Prompt A: Edit the book review: begin at the words "Friday Night Dinners" and stop after "author Faith Kramer.", replacing "sunset" with "nightfall".
Prompt B:
Answer these from the book review:
(i) Who edited and published the review?
(ii) On what page does the Oven-baked Garlic Fries recipe appear?
(iii) Which two websites has Faith Kramer contributed articles to?

Excerpted passage:

Friday Night Dinners Inspired
by a Global Jewish Kitchen
By Bobbie Kitto
Edited & Published by: Linda Kissam
Recipes included in this review: Falafel Pizza with Feta and Herbs & Layered Chicken and Rice Plov
On Friday night at sunset, all over the world Jewish people gather with friends and family to celebrate their faith. With wine, bread, and food they share their spirit (ruach) with their community.
SHABBAT – “For most, Shabbat is a space to celebrate, recharge, and share with those you care for. It is”… a time to look at our relationships with ourselves, with others, and with the world at large” says author Faith Kramer.
In her new book 52 Shabbats Faith writes about Jewish customs and food. She publishes articles on line and in the Jewish news of Northern California. In addition she has contributed articles to kosher.com and foodandwine.com.
To get a sample of how to prepare recipes from this book go to her YouTube Presentation: You’ll see Faith prepare Falafel Pizza with Feta and Herbs & Layered Chicken and Rice Plov. Faith demonstrates how easy it is make a Shabbat worthy meal with a few simple ingredients and a little time. Two other good sounding recipes are Oven-baked Garlic Fries (pg. 157) and homemade Matzo Crackers (pg. 208-209).

Provided information:
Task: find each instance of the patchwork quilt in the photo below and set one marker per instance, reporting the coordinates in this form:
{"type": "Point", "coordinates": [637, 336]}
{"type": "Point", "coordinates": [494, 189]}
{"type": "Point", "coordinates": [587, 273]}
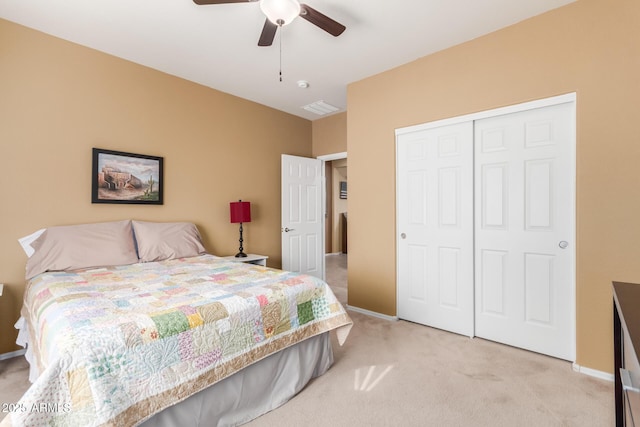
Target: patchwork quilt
{"type": "Point", "coordinates": [116, 345]}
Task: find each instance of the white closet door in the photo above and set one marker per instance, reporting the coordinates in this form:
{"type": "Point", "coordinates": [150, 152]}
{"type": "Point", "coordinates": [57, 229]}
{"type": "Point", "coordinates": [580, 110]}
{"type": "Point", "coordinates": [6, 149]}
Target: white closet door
{"type": "Point", "coordinates": [435, 227]}
{"type": "Point", "coordinates": [524, 231]}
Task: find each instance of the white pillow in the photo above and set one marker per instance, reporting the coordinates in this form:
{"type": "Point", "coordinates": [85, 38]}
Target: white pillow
{"type": "Point", "coordinates": [158, 241]}
{"type": "Point", "coordinates": [26, 242]}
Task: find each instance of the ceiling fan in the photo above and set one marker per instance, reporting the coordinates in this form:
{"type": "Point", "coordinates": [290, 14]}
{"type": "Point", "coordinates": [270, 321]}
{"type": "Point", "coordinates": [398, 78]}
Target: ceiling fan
{"type": "Point", "coordinates": [282, 12]}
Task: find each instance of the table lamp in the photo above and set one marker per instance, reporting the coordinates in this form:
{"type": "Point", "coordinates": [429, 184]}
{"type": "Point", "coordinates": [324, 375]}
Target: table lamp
{"type": "Point", "coordinates": [240, 212]}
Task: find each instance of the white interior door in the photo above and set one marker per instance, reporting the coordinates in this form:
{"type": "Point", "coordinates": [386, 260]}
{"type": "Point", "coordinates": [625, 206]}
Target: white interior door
{"type": "Point", "coordinates": [524, 231]}
{"type": "Point", "coordinates": [435, 227]}
{"type": "Point", "coordinates": [302, 215]}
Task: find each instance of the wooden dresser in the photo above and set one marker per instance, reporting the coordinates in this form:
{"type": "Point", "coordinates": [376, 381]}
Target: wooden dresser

Right answer A:
Friday Night Dinners Inspired
by a Global Jewish Kitchen
By Bobbie Kitto
Edited & Published by: Linda Kissam
Recipes included in this review: Falafel Pizza with Feta and Herbs & Layered Chicken and Rice Plov
On Friday night at nightfall, all over the world Jewish people gather with friends and family to celebrate their faith. With wine, bread, and food they share their spirit (ruach) with their community.
SHABBAT – “For most, Shabbat is a space to celebrate, recharge, and share with those you care for. It is”… a time to look at our relationships with ourselves, with others, and with the world at large” says author Faith Kramer.

Right answer B:
(i) Linda Kissam
(ii) Page 157
(iii) kosher.com and foodandwine.com